**WHAT YOU NEED TO DO:** Once the images are set aside, print the remaining lines below exactly.

**Stored data entries:**

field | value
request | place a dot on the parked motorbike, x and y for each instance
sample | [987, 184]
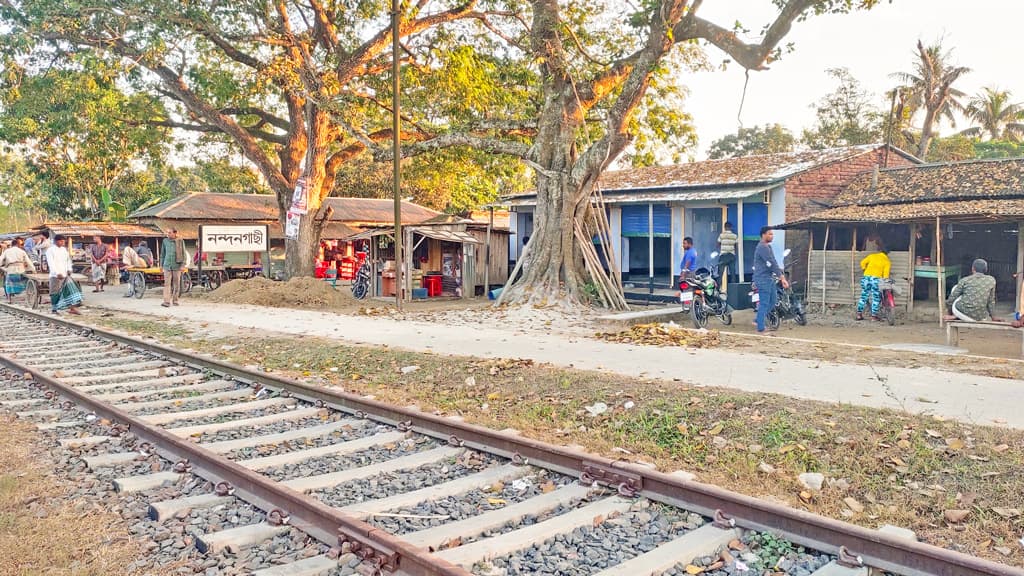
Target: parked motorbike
[888, 305]
[786, 306]
[699, 293]
[360, 285]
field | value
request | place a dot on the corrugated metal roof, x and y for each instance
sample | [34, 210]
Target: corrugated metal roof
[446, 235]
[729, 172]
[645, 196]
[120, 230]
[255, 207]
[916, 211]
[956, 180]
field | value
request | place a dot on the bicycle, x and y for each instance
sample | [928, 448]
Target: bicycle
[360, 285]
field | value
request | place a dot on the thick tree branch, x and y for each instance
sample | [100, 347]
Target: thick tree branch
[352, 63]
[751, 56]
[258, 113]
[493, 146]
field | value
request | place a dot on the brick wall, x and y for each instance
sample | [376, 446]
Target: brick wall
[815, 190]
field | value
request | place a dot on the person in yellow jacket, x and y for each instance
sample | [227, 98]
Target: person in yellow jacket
[876, 266]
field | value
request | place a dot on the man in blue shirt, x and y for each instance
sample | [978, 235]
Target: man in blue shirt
[689, 262]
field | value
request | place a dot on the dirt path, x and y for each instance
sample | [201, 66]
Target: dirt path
[918, 389]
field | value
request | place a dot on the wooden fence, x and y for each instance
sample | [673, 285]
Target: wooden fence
[842, 276]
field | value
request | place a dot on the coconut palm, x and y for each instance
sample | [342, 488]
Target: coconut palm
[931, 88]
[995, 115]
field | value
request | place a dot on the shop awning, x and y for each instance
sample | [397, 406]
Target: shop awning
[446, 235]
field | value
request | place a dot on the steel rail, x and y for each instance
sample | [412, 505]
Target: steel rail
[877, 549]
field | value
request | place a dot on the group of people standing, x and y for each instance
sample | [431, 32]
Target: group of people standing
[16, 261]
[25, 256]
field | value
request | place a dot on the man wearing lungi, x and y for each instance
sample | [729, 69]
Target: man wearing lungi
[65, 293]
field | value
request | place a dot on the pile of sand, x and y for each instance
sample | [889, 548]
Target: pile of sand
[297, 292]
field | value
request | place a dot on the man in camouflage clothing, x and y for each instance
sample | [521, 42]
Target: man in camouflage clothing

**WRITTEN RESPONSE:**
field | value
request | place a dot on the parked motorbike, x and y for each instance
sample | [987, 184]
Target: parked motorbike
[888, 305]
[786, 306]
[699, 293]
[360, 285]
field | value
request | place a dot on the corrugated metal roof, x and y for each instance
sample | [34, 210]
Target: corrugated metal roof
[446, 235]
[729, 172]
[645, 196]
[120, 230]
[255, 207]
[916, 211]
[956, 180]
field | value
request | place a dot on the bicycle, x and y for each instance
sample | [928, 448]
Target: bicycle
[360, 285]
field | value
request | place a dot on the thick tree branch, x and y for each instance
sample | [100, 347]
Target: thick tree branch
[352, 63]
[751, 56]
[258, 113]
[493, 146]
field | value
request | place a dot on the brick wall, x and y for each instance
sample | [376, 446]
Target: brick wall
[815, 190]
field | value
request | place a dot on the person in yellow jacket, x and y for each instance
sample | [227, 98]
Target: person in yellow jacket
[876, 266]
field | value
request | place a dot on the man in blue shirt, x and y for each instance
sample | [978, 235]
Target: man in blue shirt
[689, 262]
field | value
request | place a dot on the dirt path, x and y for each instance
sample | [201, 66]
Target: dirt path
[918, 389]
field | value
request | place a dot on the wooden fence, x and y for each instance
sample | [673, 285]
Target: wooden fence
[842, 276]
field | value
request | place a dot on the coconut palm, x and y for each instance
sample | [342, 488]
Target: coconut palm
[931, 88]
[995, 115]
field | value
request | place a dot on the shop awning, x and y for each instance
sample | [397, 406]
Target: shop awning
[446, 235]
field | value
request | place a dot on the steel rail, x and y for each instance
sample | [412, 505]
Target: steel rail
[877, 549]
field | value
request | place a dot on the group of people standing, x and y for each instance
sample | [431, 32]
Target: group of people standing
[16, 261]
[25, 256]
field | value
request | place a dot on the man wearing lungi, x and y for each instance
sample | [729, 69]
Target: man wearing lungi
[65, 293]
field | value
request | place a dot on the pile of sand, x and y for each instance
sample | [889, 548]
Target: pile of sand
[297, 292]
field | value
request | place a dot on the man in camouflage clothing, x and y for each instance
sample | [521, 42]
Target: man in camouflage clothing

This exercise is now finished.